Page text -

____________

Question

How to solve systems of linear and quadratic equations...

-y^2 - 3x - 10y + 6 = 0
x + 3y - 2 = 0

Answer 1

substitution is you way out

Answer 2

have you tried?

Answer 3

from second x=-3y+2
put in first
\[-y^2-10y-3(-3y+2)+6=0\]
\[-y^2-10y+9y-6+6=0\
find values of y and then corresponding x.

Answer 4

ok give me a moment please

Answer 5

so i got
\(-y^2 + 6 + 9y - 10y + 6\)
\(-y^2 - 1y + 12\)

Answer 6

then i would find the values of y by factoring it?

Answer 7

yeah quadratic equation you can use any method you are most familiar with

Answer 8

\[-y^2+y=0,y(-y+1)=0,y=?\]

Answer 9

y = 4
y = -3

Answer 10

sorry i meant y = 3

Answer 11

y=0,1

Answer 12

but how?

Answer 13

you distributed -3 * +2 and got +6

Answer 14

okay so would i get now
\(-y^2 - y\)

____________

Given entries -
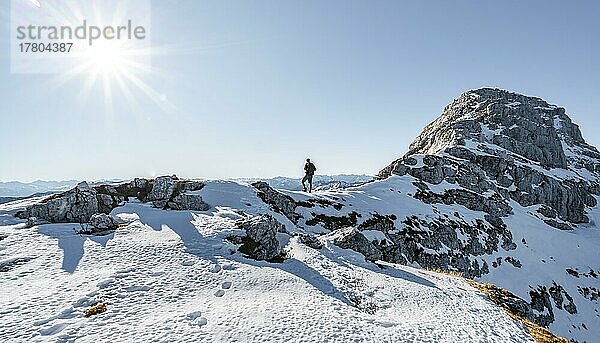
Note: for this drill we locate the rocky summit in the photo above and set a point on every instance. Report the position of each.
(499, 146)
(501, 189)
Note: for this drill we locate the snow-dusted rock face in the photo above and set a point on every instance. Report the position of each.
(79, 204)
(103, 222)
(502, 188)
(76, 206)
(499, 146)
(261, 237)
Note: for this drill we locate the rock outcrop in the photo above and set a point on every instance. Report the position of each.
(503, 146)
(104, 222)
(351, 238)
(74, 206)
(261, 242)
(79, 204)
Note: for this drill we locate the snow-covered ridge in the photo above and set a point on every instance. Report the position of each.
(504, 201)
(174, 276)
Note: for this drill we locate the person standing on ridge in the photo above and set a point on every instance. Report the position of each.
(309, 170)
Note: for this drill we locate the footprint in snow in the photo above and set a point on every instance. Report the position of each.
(196, 318)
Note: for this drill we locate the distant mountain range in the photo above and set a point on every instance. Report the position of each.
(19, 189)
(14, 190)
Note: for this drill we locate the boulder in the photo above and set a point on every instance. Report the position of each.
(74, 206)
(187, 202)
(162, 190)
(261, 242)
(310, 241)
(103, 222)
(280, 202)
(351, 238)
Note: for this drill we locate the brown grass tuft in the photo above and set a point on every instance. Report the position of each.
(540, 334)
(97, 309)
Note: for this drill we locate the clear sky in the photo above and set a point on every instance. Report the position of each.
(257, 86)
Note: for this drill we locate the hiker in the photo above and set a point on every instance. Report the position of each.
(309, 170)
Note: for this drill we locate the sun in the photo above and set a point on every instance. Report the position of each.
(105, 57)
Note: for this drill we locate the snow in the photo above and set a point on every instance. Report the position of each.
(172, 276)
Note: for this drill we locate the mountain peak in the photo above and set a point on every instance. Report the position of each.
(500, 122)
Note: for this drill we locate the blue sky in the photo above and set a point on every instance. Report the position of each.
(257, 86)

____________

Actions to take -
[A] Answer these questions about the forum thread on solving the system of equations:
(i) What is the linear equation in the system?
(ii) Which method does the first reply recommend?
(iii) What expression for x does one reply derive from the second equation?
[B] Resume the forum thread on solving the system of equations from the point where it stops.

Answers -
[A]
(i) x + 3y - 2 = 0
(ii) Substitution
(iii) x = -3y + 2

[B]
Answer 15

equal to 0

Answer 16

ok

Answer 17

now i use the quadratic formula right?

Answer 18

yes
iwrote wrong it should be -y^2-y=0

Answer 19

you could multiply both sides by -1 to get
\[ y^2+y=0\]
now factor out a y

Answer 20

\(y(y + 1)\)

Answer 21

=0

you know either y is 0 or the factor (y+1) is 0

Answer 22

take- y common ,then y=0,-1
find corresponding x from second eq.

Answer 23

okay so i would need to find what value for both of the y that will make it equal to 0

Answer 24

are you asking how to solve
y(y+1)=0
?

Answer 25

or, are you asking is there a different x value for each of the solutions for y ?
(answer is yes, each y gives a different x)